Description of the task:
Count the lines in the records below that contain the word "mountain". Reply with the number alone.

Supplied records:

##############################

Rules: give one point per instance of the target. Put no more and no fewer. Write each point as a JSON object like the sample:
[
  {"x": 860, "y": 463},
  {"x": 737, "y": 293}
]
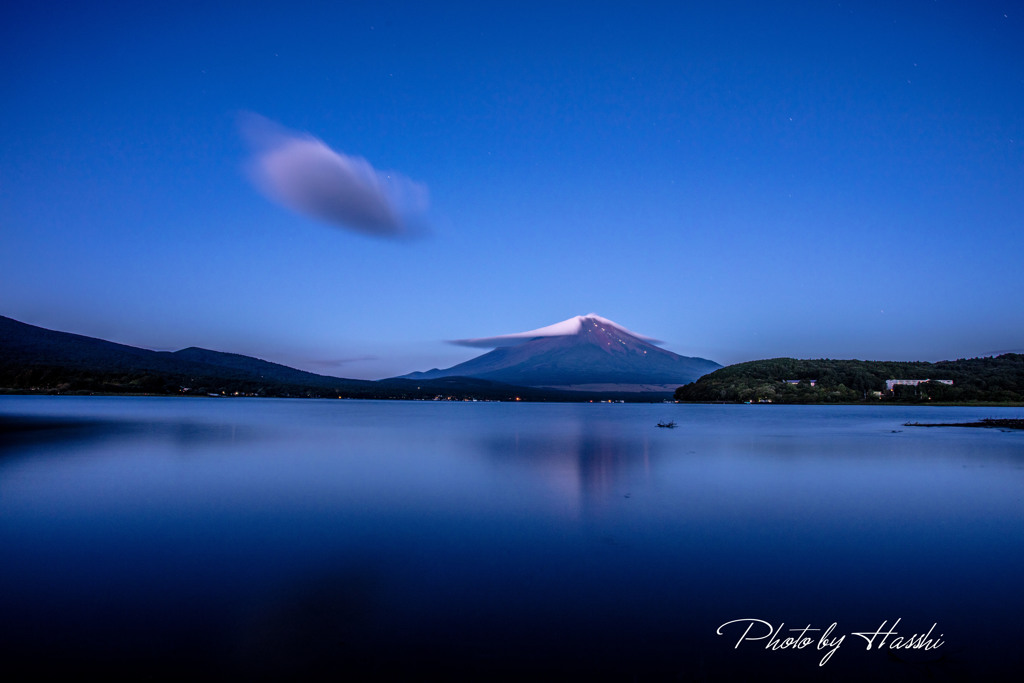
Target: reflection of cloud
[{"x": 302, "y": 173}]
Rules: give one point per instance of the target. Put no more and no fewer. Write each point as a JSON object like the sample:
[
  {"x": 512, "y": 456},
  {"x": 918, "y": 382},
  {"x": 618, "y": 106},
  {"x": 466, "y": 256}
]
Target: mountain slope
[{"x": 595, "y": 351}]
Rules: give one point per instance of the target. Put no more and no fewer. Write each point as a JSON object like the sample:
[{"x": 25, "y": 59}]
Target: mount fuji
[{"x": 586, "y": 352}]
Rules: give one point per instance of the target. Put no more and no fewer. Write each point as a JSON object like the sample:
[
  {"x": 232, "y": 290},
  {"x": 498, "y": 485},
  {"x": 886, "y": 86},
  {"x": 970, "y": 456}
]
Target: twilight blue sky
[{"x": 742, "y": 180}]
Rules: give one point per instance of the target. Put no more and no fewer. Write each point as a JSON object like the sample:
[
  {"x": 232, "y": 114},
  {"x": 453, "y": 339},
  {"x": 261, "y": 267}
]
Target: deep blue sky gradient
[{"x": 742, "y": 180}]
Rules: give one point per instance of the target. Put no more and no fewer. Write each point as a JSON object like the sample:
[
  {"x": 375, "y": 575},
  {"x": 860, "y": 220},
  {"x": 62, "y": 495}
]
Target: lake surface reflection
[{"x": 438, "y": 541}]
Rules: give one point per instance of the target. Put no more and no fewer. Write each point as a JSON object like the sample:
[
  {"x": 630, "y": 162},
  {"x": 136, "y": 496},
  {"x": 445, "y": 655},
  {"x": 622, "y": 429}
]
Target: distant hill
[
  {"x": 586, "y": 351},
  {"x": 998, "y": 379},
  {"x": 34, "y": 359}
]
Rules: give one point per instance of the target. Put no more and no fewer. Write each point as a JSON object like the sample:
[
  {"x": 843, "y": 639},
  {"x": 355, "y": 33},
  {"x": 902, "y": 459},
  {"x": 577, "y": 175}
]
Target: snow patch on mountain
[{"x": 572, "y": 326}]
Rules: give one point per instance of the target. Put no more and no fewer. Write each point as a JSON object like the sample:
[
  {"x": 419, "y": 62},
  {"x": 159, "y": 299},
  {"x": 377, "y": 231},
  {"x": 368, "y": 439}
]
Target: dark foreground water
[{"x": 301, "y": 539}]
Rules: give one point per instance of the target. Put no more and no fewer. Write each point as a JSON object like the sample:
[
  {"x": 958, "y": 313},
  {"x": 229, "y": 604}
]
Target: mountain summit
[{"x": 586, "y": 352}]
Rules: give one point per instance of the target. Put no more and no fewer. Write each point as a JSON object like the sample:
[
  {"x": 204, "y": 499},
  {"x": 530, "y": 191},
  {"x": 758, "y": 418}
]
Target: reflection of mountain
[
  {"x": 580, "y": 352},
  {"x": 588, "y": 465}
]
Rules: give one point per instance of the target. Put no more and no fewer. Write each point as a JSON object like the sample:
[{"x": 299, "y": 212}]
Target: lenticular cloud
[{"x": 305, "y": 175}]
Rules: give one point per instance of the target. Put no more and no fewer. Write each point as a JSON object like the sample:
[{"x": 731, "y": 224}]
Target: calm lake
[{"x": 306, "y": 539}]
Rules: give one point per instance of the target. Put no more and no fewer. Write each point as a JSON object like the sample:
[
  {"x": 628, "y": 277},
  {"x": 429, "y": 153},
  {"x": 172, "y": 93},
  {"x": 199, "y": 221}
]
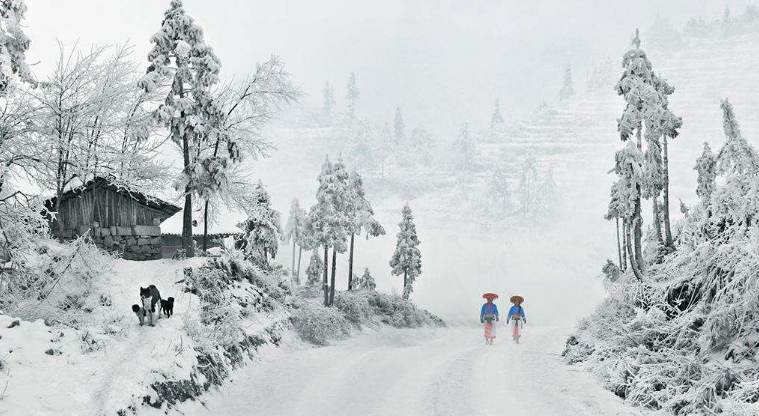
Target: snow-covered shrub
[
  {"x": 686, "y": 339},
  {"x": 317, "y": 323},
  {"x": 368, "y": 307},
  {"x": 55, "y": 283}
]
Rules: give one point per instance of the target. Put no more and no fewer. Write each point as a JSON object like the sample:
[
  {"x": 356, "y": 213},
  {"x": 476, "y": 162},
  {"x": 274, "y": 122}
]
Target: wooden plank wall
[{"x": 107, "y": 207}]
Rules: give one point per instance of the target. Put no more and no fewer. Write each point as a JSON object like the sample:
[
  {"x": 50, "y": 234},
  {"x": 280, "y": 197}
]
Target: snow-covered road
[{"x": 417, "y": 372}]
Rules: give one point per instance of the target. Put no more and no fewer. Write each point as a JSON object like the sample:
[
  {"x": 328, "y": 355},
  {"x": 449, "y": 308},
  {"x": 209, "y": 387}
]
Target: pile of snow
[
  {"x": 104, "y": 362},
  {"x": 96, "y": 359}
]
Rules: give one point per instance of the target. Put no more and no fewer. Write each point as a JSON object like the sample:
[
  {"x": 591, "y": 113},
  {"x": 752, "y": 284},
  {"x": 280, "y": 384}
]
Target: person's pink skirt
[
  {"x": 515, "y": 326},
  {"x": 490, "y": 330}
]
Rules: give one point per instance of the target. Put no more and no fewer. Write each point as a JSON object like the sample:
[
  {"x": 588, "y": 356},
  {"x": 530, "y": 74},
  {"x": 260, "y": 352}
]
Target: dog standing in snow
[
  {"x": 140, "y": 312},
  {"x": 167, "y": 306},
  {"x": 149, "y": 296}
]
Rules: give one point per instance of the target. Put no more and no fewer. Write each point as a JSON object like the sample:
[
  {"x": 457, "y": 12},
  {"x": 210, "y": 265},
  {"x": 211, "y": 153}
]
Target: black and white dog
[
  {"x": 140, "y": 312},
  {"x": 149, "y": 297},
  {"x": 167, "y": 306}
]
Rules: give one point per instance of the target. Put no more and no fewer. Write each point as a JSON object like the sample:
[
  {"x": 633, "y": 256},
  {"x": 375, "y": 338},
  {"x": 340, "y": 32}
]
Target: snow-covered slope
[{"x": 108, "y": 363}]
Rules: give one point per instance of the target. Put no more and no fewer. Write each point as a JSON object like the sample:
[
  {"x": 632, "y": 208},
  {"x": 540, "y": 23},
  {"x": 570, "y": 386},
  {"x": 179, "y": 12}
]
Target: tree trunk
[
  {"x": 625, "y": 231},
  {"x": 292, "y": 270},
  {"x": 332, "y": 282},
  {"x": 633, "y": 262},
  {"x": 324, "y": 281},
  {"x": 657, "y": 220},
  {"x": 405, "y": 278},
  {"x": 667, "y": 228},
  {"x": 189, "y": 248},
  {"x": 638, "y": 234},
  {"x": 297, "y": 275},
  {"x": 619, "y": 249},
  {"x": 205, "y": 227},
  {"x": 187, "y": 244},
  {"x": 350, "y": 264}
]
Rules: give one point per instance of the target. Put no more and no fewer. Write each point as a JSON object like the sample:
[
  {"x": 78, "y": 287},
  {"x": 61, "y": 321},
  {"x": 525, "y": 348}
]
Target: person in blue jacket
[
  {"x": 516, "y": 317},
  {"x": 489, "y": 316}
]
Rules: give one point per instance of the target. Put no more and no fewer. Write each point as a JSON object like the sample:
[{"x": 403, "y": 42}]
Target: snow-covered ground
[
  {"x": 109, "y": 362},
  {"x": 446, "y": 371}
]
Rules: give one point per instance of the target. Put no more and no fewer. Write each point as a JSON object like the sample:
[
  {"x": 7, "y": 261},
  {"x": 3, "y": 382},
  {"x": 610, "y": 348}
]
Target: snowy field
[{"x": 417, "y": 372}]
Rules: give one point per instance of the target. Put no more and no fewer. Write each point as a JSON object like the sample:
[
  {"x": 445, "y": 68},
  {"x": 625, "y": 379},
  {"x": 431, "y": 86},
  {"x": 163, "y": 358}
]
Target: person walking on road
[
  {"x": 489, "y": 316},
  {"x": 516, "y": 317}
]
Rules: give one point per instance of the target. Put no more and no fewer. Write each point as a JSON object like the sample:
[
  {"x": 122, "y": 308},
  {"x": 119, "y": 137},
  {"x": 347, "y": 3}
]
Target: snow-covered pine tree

##############################

Solution to this problem:
4